### The problem
Set down the data that follows, exactly and completely.

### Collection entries
####

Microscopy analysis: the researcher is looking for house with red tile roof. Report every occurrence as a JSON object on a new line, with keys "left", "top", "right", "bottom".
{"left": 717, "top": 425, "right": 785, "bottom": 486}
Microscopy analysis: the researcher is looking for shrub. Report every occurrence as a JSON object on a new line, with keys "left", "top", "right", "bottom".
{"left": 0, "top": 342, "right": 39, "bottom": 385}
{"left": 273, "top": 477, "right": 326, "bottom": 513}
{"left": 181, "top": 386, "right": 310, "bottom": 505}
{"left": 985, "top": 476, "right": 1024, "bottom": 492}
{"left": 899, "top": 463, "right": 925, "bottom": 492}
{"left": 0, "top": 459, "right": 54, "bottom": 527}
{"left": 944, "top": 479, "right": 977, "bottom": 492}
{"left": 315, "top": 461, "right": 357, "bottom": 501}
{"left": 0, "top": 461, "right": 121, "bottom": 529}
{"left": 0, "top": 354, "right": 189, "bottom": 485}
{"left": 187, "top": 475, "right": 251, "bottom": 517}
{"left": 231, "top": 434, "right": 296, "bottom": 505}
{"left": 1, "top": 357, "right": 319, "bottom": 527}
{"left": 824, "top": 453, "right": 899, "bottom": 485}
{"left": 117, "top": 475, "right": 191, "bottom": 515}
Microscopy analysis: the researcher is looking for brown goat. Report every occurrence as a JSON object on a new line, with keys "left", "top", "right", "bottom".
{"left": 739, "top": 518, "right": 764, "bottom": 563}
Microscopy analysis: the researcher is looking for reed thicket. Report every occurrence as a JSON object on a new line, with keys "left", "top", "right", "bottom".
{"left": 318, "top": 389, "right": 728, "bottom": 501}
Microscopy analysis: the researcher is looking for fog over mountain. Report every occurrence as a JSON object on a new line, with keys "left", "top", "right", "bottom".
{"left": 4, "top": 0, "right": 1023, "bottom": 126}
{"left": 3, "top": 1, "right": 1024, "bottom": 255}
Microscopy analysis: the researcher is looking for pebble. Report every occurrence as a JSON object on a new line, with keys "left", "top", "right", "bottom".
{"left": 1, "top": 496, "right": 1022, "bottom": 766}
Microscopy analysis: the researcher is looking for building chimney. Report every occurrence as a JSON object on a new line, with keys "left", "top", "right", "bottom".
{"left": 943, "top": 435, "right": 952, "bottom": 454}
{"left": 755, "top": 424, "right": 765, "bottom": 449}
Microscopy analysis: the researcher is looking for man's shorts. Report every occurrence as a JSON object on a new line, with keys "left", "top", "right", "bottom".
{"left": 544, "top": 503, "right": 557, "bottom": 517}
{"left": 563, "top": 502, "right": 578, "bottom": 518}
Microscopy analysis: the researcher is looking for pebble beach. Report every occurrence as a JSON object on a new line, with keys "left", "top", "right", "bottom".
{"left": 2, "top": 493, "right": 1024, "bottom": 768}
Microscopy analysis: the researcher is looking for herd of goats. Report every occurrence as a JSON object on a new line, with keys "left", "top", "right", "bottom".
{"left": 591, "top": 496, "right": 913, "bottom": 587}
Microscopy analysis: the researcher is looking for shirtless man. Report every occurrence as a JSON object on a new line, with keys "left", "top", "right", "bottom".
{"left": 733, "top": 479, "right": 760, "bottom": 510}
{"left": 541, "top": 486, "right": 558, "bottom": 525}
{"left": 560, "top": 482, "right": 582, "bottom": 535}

####

### Your solution
Microscopy analysis: the researcher is looking for house with red tile roof. Report every occurrence as a JSON object on a new line, with keys "left", "top", "right", "bottom".
{"left": 717, "top": 425, "right": 785, "bottom": 486}
Microscopy analysis: the researcher is looking for shrub. Report every occurrence as a JSON object on a new line, with keys "left", "top", "right", "bottom".
{"left": 0, "top": 342, "right": 39, "bottom": 385}
{"left": 273, "top": 477, "right": 326, "bottom": 513}
{"left": 181, "top": 386, "right": 310, "bottom": 505}
{"left": 985, "top": 476, "right": 1024, "bottom": 492}
{"left": 899, "top": 463, "right": 925, "bottom": 492}
{"left": 0, "top": 459, "right": 54, "bottom": 527}
{"left": 944, "top": 479, "right": 977, "bottom": 492}
{"left": 315, "top": 461, "right": 357, "bottom": 501}
{"left": 0, "top": 461, "right": 121, "bottom": 529}
{"left": 0, "top": 354, "right": 189, "bottom": 485}
{"left": 187, "top": 475, "right": 251, "bottom": 517}
{"left": 231, "top": 434, "right": 296, "bottom": 505}
{"left": 1, "top": 357, "right": 319, "bottom": 527}
{"left": 824, "top": 453, "right": 899, "bottom": 485}
{"left": 117, "top": 475, "right": 191, "bottom": 515}
Microscopy analysis: the researcher is looking for brown goat. Report every occurrence as a JSON object on a new line, with keys "left", "top", "right", "bottom".
{"left": 739, "top": 518, "right": 764, "bottom": 563}
Microscopy analysis: the researcher is looking for reed thicket. Report every occurrence as a JSON object on a new line, with keys "left", "top", "right", "bottom".
{"left": 318, "top": 389, "right": 728, "bottom": 501}
Microscopy analysis: the researcher is looking for fog over mountain. Report every occurrence as a JSON object on a new line, with keys "left", "top", "right", "bottom".
{"left": 4, "top": 0, "right": 1023, "bottom": 126}
{"left": 3, "top": 1, "right": 1024, "bottom": 255}
Microscopy analysis: the researcher is looking for pebble. Report every occurrence as a JSON object on a new line, with keys "left", "top", "right", "bottom".
{"left": 1, "top": 496, "right": 1022, "bottom": 766}
Microscopy analysis: the researcher is looking for building chimney. Report every occurrence as a JSON object on a new line, with keys "left", "top", "right", "bottom".
{"left": 943, "top": 435, "right": 952, "bottom": 454}
{"left": 755, "top": 424, "right": 765, "bottom": 449}
Microscopy analysis: the researcher is looking for man's shorts. Report every occurrence as a JSON object on a new line, with keys "left", "top", "right", "bottom".
{"left": 544, "top": 503, "right": 557, "bottom": 517}
{"left": 563, "top": 502, "right": 578, "bottom": 518}
Microscopy analysis: the researcher is looking for pebble beach. Report every occurrence as a JSON object on a new line, with keys "left", "top", "right", "bottom".
{"left": 2, "top": 493, "right": 1024, "bottom": 768}
Microscopy analysis: the researcher is looking for herd of goats. Report every occurrence as a JSON object on a new line, with keys "left", "top", "right", "bottom".
{"left": 591, "top": 496, "right": 913, "bottom": 587}
Microscopy analysis: the researcher is looking for shirtless man. Report every occurrence as a JSON object on a new line, with keys "left", "top", "right", "bottom".
{"left": 733, "top": 479, "right": 760, "bottom": 510}
{"left": 541, "top": 486, "right": 558, "bottom": 525}
{"left": 560, "top": 482, "right": 582, "bottom": 535}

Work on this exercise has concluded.